Pointing records:
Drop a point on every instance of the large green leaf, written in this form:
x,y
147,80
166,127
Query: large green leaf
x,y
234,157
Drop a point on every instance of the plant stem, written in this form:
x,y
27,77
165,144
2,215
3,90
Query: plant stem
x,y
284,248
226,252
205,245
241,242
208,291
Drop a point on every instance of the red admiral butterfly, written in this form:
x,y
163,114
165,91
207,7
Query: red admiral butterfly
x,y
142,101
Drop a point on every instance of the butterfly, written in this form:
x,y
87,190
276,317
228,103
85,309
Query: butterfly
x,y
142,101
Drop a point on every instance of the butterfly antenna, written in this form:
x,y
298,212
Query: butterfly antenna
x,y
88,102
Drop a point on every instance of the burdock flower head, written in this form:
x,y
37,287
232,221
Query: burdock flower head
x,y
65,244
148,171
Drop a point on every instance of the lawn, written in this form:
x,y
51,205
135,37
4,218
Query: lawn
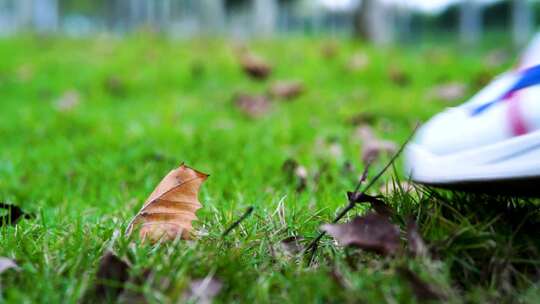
x,y
88,127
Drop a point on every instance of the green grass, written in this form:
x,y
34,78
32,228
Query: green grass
x,y
84,173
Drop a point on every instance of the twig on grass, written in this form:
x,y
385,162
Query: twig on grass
x,y
249,210
359,196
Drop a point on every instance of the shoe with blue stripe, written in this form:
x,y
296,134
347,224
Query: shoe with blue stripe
x,y
492,141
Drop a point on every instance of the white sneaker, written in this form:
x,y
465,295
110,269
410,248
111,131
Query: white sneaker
x,y
494,137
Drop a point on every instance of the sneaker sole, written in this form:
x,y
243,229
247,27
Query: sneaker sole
x,y
508,162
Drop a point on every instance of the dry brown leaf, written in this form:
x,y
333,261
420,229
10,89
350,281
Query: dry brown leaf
x,y
372,147
203,291
252,106
296,173
115,86
254,66
6,264
372,232
449,92
377,204
68,101
170,209
365,118
292,245
286,89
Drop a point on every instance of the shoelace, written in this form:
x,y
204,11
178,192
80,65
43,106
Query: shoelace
x,y
529,77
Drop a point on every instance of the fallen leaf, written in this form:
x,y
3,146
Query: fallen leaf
x,y
254,66
372,232
296,173
421,289
111,276
203,291
286,89
415,242
292,245
6,264
252,106
449,92
12,214
398,76
372,147
68,101
115,86
362,119
170,209
376,203
358,61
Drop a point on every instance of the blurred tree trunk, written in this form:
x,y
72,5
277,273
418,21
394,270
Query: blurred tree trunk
x,y
374,22
522,21
470,22
211,15
24,13
265,16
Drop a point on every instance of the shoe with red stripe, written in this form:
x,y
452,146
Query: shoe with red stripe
x,y
492,139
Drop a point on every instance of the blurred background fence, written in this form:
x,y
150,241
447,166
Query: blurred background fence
x,y
380,21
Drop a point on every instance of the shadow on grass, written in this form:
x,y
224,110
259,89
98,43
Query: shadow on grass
x,y
488,241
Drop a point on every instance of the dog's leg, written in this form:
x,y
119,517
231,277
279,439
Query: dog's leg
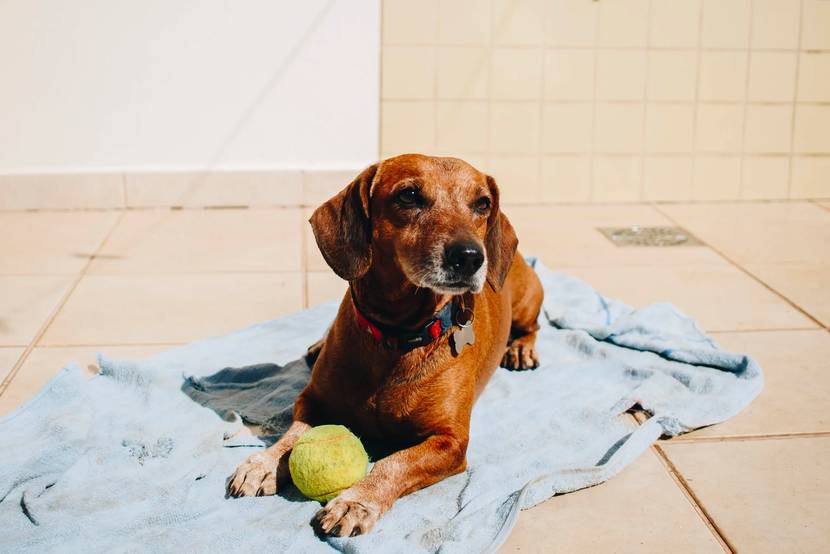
x,y
527,296
261,473
356,510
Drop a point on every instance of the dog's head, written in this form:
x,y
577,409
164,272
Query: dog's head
x,y
436,219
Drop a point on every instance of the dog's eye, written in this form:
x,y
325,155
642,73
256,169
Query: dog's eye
x,y
409,198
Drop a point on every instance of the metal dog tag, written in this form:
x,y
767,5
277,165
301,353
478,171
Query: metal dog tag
x,y
463,337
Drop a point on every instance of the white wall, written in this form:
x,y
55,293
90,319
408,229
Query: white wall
x,y
102,85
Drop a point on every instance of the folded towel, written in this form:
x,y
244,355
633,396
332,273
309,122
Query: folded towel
x,y
136,458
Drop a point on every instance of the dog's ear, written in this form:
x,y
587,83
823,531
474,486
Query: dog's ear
x,y
501,241
343,230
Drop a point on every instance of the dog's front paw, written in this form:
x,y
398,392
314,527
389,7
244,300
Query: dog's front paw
x,y
256,476
520,355
347,516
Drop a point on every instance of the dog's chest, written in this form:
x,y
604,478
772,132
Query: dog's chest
x,y
398,408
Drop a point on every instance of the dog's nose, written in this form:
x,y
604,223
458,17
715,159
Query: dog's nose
x,y
464,257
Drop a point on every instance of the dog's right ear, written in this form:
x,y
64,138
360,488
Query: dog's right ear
x,y
343,230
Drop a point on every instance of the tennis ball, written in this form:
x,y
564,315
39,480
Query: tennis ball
x,y
326,460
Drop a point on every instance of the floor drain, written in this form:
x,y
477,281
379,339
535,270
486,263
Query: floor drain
x,y
636,235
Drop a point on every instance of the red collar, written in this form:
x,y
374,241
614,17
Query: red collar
x,y
406,339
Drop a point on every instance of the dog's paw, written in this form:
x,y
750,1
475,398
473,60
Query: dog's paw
x,y
347,516
256,476
520,355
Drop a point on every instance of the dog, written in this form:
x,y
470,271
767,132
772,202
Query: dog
x,y
438,298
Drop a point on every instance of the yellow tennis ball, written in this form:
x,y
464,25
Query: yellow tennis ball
x,y
326,460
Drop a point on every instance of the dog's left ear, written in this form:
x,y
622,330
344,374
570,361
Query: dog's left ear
x,y
501,241
343,230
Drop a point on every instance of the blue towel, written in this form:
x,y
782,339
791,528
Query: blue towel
x,y
135,459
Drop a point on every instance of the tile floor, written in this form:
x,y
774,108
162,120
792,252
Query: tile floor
x,y
135,282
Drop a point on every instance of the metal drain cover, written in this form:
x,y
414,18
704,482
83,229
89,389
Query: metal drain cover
x,y
636,235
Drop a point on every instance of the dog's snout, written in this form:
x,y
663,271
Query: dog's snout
x,y
465,257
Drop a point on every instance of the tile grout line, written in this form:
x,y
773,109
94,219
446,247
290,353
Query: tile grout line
x,y
750,274
6,382
697,505
791,156
304,259
592,154
696,103
745,105
642,191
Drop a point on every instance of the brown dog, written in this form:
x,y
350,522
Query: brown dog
x,y
419,239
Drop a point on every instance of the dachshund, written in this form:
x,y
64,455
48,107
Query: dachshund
x,y
438,298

- _What needs to be done_: Copy all the records above exactly, but leave out the pictures.

- _Worked solution_:
Drop a point on every instance of the large green leaf, written in this form:
x,y
147,80
166,127
Query: large green leaf
x,y
234,157
Drop a point on every instance of the plant stem, written in this form:
x,y
27,77
165,144
2,215
3,90
Query: plant stem
x,y
284,248
226,252
205,245
241,242
208,291
Drop a point on every instance of the red admiral butterfly, written in this form:
x,y
163,114
165,91
207,7
Query: red admiral butterfly
x,y
142,101
Drop a point on every instance of the butterfly, written in this form:
x,y
87,190
276,317
228,103
85,309
Query: butterfly
x,y
142,101
Drop a point on every instance of the butterfly antenna, written in this form:
x,y
298,212
Query: butterfly antenna
x,y
88,102
Drop a point on every instance of the burdock flower head, written in this form:
x,y
37,287
232,221
Query: burdock flower head
x,y
65,244
148,171
Drop a point on every instance of the lawn, written in this form:
x,y
51,205
135,37
4,218
Query: lawn
x,y
88,127
Drop a point on every instance of the green grass, written in this form:
x,y
34,78
32,228
Query: green grass
x,y
84,173
Drop a point on every instance of the twig on grass, written in this form:
x,y
385,162
Query: twig on grass
x,y
249,210
359,196
Drop a point on every instance of the shoe with blue stripe, written in this form:
x,y
296,134
347,224
Query: shoe with blue stripe
x,y
492,141
Drop a point on every instance of the white sneaker, written in this form:
x,y
465,295
110,269
410,248
111,131
Query: white sneaker
x,y
494,137
Drop a point on every instance of the sneaker sole, written in this form:
x,y
243,229
247,27
Query: sneaker sole
x,y
508,162
Drop a point on every instance of the dry brown leaf, written in this form:
x,y
333,261
420,229
10,89
350,281
Query: dry brown leaf
x,y
372,147
203,291
252,106
296,173
115,86
254,66
6,264
372,232
449,92
377,204
68,101
170,209
365,118
292,245
286,89
Drop a point on every instance of the shoelace, written in this form:
x,y
204,11
178,192
80,65
43,106
Query: shoelace
x,y
529,77
Drop a point on every instance of the fallen leaf, written in this form:
x,y
3,146
Query: fallen leaf
x,y
254,66
372,232
296,173
421,289
111,276
203,291
286,89
415,242
292,245
6,264
252,106
449,92
12,214
398,76
372,147
68,101
115,86
362,119
170,209
376,203
358,61
Drop a point on every instance of the blurred tree trunk, written in this form:
x,y
72,5
277,273
418,21
394,270
Query: blurred tree trunk
x,y
374,22
522,21
470,22
211,15
24,13
265,16
Drop a point on every instance of the shoe with red stripe, written in this form:
x,y
452,146
Query: shoe with red stripe
x,y
492,139
Drop a point on every instance of the blurred background fence, written in this form:
x,y
150,241
447,166
Query: blurred background fence
x,y
380,21
Drop a point on every instance of the shadow on grass, written in this form:
x,y
224,110
259,89
98,43
Query: shadow on grass
x,y
488,241
Drop a point on every instance of the dog's leg, written in this form:
x,y
119,517
231,277
279,439
Query: dog's leg
x,y
527,296
261,473
356,510
Drop a point on every instance of the dog's head, written in this form:
x,y
577,409
164,272
Query: dog's head
x,y
436,219
Drop a point on every instance of the dog's eye, written in this form:
x,y
325,155
642,73
256,169
Query: dog's eye
x,y
409,198
Drop a point on every instance of the metal dog tag, written in this form:
x,y
767,5
277,165
301,353
478,171
Query: metal dog tag
x,y
463,337
Drop a point on every instance of the white wall, written in this form:
x,y
55,293
90,319
408,229
Query: white wall
x,y
102,85
Drop a point on every instance of the folded towel, written in this form:
x,y
244,355
633,396
332,273
309,122
Query: folded towel
x,y
136,458
Drop a point on every instance of the dog's ear, written in this form:
x,y
587,83
823,531
474,486
Query: dog's ear
x,y
501,241
343,230
Drop a point on every instance of the dog's front paw, written in this form:
x,y
398,392
314,527
389,7
244,300
Query: dog's front paw
x,y
256,476
520,355
347,516
Drop a point on every instance of the dog's chest, written in this form:
x,y
604,478
772,132
Query: dog's chest
x,y
398,408
Drop a point on every instance of the dog's nose, written in this form:
x,y
604,223
458,17
715,159
Query: dog's nose
x,y
464,257
Drop a point on every instance of the dog's right ear, written in this form:
x,y
64,138
360,488
Query: dog's right ear
x,y
343,230
Drop a point on every instance of the tennis ball, written in this form:
x,y
564,315
39,480
Query: tennis ball
x,y
326,460
Drop a point on every instance of the floor drain, written in this form:
x,y
477,281
379,339
535,270
486,263
Query: floor drain
x,y
636,235
Drop a point on every instance of the red collar, written in this form:
x,y
374,241
614,17
Query: red collar
x,y
406,339
Drop a point on every instance of the dog's paw, written in this form:
x,y
750,1
475,398
473,60
Query: dog's paw
x,y
347,516
256,476
520,355
Drop a point on every instance of the dog, written in this form:
x,y
470,271
767,132
772,202
Query: dog
x,y
438,298
Drop a point on every instance of the yellow tennis ball, written in this form:
x,y
464,25
Query: yellow tennis ball
x,y
326,460
Drop a point on every instance of the dog's left ear, written in this form:
x,y
622,330
344,374
570,361
Query: dog's left ear
x,y
501,241
343,230
Drop a point on every instance of the blue towel, written in this form:
x,y
782,339
791,528
Query: blue towel
x,y
135,459
Drop a point on every instance of the tile floor, written in this form:
x,y
774,108
162,120
792,252
Query: tile floor
x,y
135,282
Drop a point on every instance of the metal drain cover, written in this form:
x,y
414,18
704,482
83,229
89,389
Query: metal drain cover
x,y
636,235
Drop a point on every instance of the dog's snout, written in this form:
x,y
663,271
Query: dog's snout
x,y
465,257
Drop a point on every instance of the tile grout line, written in this form:
x,y
773,109
94,219
446,247
290,353
Query: tile grout line
x,y
750,274
6,382
697,505
791,156
304,259
592,154
696,103
745,105
642,191
Drop a point on every instance of the brown dog, written in this form:
x,y
350,522
Query: brown dog
x,y
419,239
Drop a point on every instance of the dachshund, written in this form:
x,y
64,455
48,107
Query: dachshund
x,y
438,298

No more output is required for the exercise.